**Kaynak belge**
^^^^^^^^^^^^^^^^

"İçtihat Metni"
MAHKEMESİ :İş Mahkemesi
1. Taraflar arasındaki “işçilik alacağı” davasından dolayı yapılan yargılama sonunda, Gaziantep 4. İş Mahkemesince verilen davanın reddine ilişkin karar davacı vekili tarafından temyiz edilmesi üzerine Yargıtay (Kapatılan) 22. Hukuk Dairesince yapılan inceleme sonunda bozulmuş, mahkemece Özel Daire bozma kararına karşı direnilmiştir.
2. Direnme kararı davacı vekili tarafından temyiz edilmiştir.
3. Hukuk Genel Kurulunca dosyadaki belgeler incelendikten sonra gereği görüşüldü:
I. YARGILAMA SÜRECİ
Davacı İstemi:
4. Davacı vekili dava dilekçesinde; müvekkilinin 2007 yılı Ocak ayından 2013 yılı Kasım ayına kadar çalışmasının devam ettiğini, davalılar arasında asıl işveren-alt işveren ilişkisi bulunduğunu, davalı Dağsan Özel Güvenlik Hizmetleri Ltd. Şti.’nin müvekkilinin çalıştığı son alt işveren olduğunu, müvekkilinin 2010 yılı Mayıs ayına kadar fazla çalışma yaptığı hâlde ücretinin ödenmediğini, 2008 ve 2010 yıllarına ait yıllık izin ücretinin de ödenmediğini, 2012 yılında ise 14 gün yıllık izin kullandırıldığını, 4857 sayılı İş Kanunu’nun 24/II-e maddesinde “İşveren tarafından işçinin ücreti kanun hükümleri veya sözleşme şartlarına uygun olarak hesap edilmez veya ödenmezse” işçinin iş sözleşmesini haklı nedenle feshedebileceğinin düzenlendiğini, müvekkilinin 08.11.2013 tarihli ihtarname ile iş sözleşmesini haklı nedenle feshettiğini ileri sürerek kıdem tazminatı ile fazla çalışma ücreti alacağının davalılardan müştereken ve müteselsilen tahsiline karar verilmesini talep etmiştir.

^^^^^^^^^^^^^^^^

**Kayıtlar**
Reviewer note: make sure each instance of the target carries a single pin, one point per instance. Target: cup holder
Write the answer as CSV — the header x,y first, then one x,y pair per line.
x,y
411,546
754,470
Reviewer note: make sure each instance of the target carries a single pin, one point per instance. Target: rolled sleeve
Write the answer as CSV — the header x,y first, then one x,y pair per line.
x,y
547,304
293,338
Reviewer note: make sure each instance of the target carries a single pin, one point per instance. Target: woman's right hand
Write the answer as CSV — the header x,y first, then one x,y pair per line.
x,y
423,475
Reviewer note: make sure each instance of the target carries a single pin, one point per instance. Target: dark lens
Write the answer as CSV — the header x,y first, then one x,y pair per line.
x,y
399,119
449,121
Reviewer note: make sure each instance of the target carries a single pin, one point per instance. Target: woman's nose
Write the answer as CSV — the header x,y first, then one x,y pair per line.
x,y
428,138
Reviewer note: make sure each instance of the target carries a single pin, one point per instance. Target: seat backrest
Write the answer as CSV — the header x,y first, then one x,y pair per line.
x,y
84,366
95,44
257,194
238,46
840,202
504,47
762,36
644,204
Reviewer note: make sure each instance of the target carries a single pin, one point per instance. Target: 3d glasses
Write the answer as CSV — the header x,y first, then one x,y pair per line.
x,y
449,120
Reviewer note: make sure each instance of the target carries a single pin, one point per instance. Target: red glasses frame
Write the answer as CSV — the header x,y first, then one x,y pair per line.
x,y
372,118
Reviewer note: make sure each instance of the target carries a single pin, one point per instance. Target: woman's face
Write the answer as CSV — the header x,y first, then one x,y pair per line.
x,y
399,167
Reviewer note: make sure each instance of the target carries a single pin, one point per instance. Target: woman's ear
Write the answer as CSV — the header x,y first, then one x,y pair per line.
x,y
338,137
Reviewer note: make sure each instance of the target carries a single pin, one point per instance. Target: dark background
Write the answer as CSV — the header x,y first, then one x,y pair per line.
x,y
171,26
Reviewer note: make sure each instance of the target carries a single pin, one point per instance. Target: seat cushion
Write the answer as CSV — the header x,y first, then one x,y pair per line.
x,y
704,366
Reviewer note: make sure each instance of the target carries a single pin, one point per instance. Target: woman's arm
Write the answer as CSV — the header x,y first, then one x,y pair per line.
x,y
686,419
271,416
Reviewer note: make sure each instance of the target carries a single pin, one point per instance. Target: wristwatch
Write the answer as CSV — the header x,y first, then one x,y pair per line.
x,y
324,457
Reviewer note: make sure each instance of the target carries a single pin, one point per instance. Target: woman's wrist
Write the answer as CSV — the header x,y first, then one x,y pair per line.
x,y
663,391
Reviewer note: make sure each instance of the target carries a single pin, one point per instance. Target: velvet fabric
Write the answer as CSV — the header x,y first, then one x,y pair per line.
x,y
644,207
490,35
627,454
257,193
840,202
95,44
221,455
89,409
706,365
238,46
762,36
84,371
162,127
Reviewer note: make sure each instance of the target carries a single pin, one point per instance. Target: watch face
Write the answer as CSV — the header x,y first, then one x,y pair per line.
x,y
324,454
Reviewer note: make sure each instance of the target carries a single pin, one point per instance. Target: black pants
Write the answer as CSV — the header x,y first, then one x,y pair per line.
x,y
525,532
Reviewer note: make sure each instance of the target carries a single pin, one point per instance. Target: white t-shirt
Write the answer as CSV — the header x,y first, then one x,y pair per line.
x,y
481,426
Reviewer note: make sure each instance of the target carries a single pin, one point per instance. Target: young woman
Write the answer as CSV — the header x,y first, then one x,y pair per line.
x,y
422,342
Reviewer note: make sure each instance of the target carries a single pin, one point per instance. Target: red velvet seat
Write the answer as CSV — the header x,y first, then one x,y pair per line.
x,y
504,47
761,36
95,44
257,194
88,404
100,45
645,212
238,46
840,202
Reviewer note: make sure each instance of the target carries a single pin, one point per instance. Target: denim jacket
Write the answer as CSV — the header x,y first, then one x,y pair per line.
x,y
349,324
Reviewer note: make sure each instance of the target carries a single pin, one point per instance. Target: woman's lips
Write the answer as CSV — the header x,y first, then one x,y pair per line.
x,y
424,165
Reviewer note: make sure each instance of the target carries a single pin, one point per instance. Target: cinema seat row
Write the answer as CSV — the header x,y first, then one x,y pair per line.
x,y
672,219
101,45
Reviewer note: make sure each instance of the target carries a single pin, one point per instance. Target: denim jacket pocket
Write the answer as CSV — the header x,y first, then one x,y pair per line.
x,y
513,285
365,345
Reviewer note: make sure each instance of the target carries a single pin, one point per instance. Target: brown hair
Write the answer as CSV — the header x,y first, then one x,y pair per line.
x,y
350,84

^^^^^^^^^^^^^^^^

**Verilen görev A**
İçtihat metninin "MAHKEMESİ :İş Mahkemesi" sözcükleriyle başlayıp "kararına karşı direnilmiştir." sözcükleriyle biten bölümünü, "Gaziantep" yerine "Adana" koyarak yeniden yazın.
**Verilen görev B**
İşçilik alacağı davasına ilişkin içtihat metnini kaldığı yerden devam ettirin.

**Yazılı yanıt A**
MAHKEMESİ :İş Mahkemesi
1. Taraflar arasındaki “işçilik alacağı” davasından dolayı yapılan yargılama sonunda, Adana 4. İş Mahkemesince verilen davanın reddine ilişkin karar davacı vekili tarafından temyiz edilmesi üzerine Yargıtay (Kapatılan) 22. Hukuk Dairesince yapılan inceleme sonunda bozulmuş, mahkemece Özel Daire bozma kararına karşı direnilmiştir.

**Yazılı yanıt B**
Davalı Cevabı:
5. Davalı ... (Bakanlık/İdare) vekili cevap dilekçesinde; müvekkilinin işveren sıfatının bulunmadığını, dava konusu alacakların zamanaşımına uğradığını, davacının işten çıkış nedeninin Sosyal Güvenlik Kurumu (SGK)’ya sorulmasını, bu hâliyle kıdem tazminatı isteminin yerinde olmadığını, davacının tüm ücretlerinin usulüne uygun şekilde kendi adına olan hesaba yatırıldığını, kıdem tazminatı ve fazla çalışma ücreti alacağına hak kazanmadığını belirterek davanın reddini savunmuştur.
6. Davalı Dağsan Özel Güvenlik Hizmetleri Ltd. Şti.; davaya cevap vermemiştir.
Mahkeme Kararı:
7. Gaziantep 4. İş Mahkemesinin 27.11.2015 tarihli ve 2013/840 E., 2015/429 K. sayılı kararı ile; davacının fazla çalışma ücreti ödenmediğinden iş sözleşmesini haklı feshettiğini belirttiği, ancak toplanan deliller doğrultusunda alınan bilirkişi raporunda davacının fazla çalışma ücreti alacağının bulunmadığının tespit edildiği, başkaca dava konusu edilen alacak kalemi de olmadığından davacı tarafından yapılan feshin haklı olmadığı gerekçesiyle davanın reddine karar verilmiştir.
Özel Daire Bozma Kararı:
8. Gaziantep 4. İş Mahkemesinin yukarıda belirtilen kararına karşı süresi içinde davacı vekili temyiz isteminde bulunmuştur.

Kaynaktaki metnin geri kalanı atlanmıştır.